[Referring expression pointing data]:
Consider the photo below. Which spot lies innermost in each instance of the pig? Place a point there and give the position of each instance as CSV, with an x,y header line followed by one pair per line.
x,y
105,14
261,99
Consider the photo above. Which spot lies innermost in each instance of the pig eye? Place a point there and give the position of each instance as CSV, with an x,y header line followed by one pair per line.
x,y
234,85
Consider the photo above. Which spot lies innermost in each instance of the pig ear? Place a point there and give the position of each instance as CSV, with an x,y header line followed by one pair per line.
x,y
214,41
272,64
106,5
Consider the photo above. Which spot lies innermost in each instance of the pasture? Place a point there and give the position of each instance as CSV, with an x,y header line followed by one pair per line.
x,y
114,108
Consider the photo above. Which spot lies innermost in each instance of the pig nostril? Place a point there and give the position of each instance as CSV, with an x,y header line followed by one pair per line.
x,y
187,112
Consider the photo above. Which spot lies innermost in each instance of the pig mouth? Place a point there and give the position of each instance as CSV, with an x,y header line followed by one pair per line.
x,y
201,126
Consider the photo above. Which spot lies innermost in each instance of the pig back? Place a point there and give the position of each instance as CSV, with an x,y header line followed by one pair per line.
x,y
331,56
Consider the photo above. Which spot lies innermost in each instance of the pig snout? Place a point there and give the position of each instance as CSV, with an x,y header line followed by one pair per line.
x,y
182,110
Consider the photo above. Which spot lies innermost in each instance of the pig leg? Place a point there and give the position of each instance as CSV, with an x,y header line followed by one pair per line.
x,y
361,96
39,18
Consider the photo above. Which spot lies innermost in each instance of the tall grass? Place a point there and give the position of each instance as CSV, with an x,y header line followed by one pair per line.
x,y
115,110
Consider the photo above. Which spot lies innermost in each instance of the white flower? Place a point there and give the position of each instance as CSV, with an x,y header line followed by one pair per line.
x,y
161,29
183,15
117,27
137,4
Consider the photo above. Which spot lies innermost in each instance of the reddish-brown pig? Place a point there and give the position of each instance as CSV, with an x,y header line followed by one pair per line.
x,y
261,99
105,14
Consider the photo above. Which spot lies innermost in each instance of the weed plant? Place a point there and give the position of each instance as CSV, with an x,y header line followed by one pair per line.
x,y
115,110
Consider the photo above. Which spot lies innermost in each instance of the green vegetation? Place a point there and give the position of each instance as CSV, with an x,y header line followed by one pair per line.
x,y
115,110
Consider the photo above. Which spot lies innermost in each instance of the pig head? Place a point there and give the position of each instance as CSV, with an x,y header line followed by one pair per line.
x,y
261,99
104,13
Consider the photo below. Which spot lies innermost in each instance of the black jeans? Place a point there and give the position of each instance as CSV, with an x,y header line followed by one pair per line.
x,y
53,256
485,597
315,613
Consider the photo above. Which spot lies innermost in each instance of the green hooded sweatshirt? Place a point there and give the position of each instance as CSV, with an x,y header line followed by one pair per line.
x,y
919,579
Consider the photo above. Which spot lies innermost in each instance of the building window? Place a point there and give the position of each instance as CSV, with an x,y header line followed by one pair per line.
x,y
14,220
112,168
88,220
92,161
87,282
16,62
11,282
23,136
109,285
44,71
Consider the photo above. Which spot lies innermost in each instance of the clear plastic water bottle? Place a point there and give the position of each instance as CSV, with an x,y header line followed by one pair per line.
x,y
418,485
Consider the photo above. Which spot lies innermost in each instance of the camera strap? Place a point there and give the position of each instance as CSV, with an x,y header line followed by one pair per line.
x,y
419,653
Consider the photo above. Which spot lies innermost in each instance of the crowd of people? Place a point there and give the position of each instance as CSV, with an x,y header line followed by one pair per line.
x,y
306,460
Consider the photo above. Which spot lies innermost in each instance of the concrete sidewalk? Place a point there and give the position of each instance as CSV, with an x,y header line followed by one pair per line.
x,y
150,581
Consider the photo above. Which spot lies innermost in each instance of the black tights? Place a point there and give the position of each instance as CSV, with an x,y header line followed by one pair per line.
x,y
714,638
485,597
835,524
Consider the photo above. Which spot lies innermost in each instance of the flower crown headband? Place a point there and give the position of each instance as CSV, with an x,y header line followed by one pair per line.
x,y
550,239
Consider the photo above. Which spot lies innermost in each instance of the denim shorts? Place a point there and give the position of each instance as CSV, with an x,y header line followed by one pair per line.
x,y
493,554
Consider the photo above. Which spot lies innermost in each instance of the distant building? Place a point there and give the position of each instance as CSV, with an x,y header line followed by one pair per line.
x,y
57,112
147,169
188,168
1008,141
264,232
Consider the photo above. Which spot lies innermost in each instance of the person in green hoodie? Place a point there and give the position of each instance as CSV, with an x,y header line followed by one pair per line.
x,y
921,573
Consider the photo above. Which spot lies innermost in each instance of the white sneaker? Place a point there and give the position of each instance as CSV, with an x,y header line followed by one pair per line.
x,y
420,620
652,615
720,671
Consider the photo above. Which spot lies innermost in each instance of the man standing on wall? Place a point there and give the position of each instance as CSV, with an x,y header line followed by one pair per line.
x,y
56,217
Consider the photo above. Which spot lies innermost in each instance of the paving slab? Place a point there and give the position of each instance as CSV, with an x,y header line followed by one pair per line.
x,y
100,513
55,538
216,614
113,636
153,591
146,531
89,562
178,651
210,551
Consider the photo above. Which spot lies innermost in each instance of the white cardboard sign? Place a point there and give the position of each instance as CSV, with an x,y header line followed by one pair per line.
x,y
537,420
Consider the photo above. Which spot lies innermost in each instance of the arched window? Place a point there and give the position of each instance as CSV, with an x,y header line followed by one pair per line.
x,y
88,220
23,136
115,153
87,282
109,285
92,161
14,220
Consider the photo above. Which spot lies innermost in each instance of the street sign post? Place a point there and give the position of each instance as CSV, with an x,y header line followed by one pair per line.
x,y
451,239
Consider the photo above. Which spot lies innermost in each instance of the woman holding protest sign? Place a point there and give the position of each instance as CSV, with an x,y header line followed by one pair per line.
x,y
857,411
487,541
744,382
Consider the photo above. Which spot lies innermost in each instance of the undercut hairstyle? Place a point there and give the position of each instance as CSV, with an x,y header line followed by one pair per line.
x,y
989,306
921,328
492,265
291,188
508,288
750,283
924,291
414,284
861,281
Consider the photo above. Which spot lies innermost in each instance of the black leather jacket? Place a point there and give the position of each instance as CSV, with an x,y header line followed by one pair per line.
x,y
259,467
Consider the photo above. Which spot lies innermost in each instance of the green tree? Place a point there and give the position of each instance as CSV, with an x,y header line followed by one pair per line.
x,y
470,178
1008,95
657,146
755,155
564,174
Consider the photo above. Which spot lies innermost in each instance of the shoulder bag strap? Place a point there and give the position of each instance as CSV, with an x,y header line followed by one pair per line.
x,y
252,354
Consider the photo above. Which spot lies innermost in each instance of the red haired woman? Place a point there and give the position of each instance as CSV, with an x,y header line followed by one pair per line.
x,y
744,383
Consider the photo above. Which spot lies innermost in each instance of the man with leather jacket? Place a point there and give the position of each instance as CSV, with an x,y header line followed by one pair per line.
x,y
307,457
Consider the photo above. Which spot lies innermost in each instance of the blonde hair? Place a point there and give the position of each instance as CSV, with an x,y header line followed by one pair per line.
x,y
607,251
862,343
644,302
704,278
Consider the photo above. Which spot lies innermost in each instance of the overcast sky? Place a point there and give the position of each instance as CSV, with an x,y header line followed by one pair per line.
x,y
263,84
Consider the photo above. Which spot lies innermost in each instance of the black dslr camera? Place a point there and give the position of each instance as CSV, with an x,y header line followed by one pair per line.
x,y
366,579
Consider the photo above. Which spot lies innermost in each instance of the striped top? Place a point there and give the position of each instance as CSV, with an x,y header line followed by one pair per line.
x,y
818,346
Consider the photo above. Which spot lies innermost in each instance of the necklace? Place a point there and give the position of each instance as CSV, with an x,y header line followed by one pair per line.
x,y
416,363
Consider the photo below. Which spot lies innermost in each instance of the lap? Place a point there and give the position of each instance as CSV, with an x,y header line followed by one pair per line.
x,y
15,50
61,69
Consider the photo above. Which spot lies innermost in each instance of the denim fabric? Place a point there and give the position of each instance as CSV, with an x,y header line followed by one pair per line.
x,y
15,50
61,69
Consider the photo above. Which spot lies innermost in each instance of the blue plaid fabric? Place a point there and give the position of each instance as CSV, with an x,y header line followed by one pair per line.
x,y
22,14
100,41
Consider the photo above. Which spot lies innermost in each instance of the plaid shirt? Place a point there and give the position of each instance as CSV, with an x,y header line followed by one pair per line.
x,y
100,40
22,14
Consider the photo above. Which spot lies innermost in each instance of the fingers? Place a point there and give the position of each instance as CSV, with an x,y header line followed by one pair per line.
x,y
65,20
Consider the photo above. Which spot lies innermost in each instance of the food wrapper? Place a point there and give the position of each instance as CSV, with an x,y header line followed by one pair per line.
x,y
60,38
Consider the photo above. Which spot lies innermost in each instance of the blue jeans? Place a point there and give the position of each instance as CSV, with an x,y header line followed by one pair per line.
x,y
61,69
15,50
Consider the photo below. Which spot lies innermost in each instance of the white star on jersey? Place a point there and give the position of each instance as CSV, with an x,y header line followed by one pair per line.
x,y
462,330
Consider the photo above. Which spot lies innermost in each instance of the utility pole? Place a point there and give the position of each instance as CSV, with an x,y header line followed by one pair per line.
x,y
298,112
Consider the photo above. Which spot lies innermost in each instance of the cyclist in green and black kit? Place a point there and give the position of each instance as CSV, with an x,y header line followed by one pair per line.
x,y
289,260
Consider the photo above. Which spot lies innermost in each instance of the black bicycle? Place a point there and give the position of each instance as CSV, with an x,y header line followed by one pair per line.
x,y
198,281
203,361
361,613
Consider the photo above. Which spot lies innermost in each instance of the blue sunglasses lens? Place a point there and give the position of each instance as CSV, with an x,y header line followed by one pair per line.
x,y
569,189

[What the exercise asks]:
Each line from the one containing "the white star" to the final line of the entries above must be returned exactly, and no other line may appear.

[Written response]:
Consider the photo below. Which spot lies innermost in each instance of the white star on jersey? Place a point there and give the position of each instance as CSV, with an x,y header line followed by one pair per line.
x,y
462,330
Consider the photo above. Which spot lies innermost in each instance of the utility pole? Place a point there and give the position of each instance as CSV, with an x,y header line followed by one pair per line.
x,y
298,112
Consider the photo above. Which spot lies innermost in each instance of the cyclist in green and black kit? Place a point there and give the position of each instance as CSV, with an x,y header line followed by one pair per line.
x,y
289,260
Consider the photo above. Which spot lies innermost in each instance of the black bicycle? Place a point there and give the position of each instance as CSV, with an x,y header line followed by one pair per line.
x,y
198,281
203,361
361,613
Consider the photo above. Which spot lies innermost in each instance of the blue sunglasses lens? Place a point there and give the position of each instance as CSV, with an x,y header line followed by one pair per line.
x,y
569,189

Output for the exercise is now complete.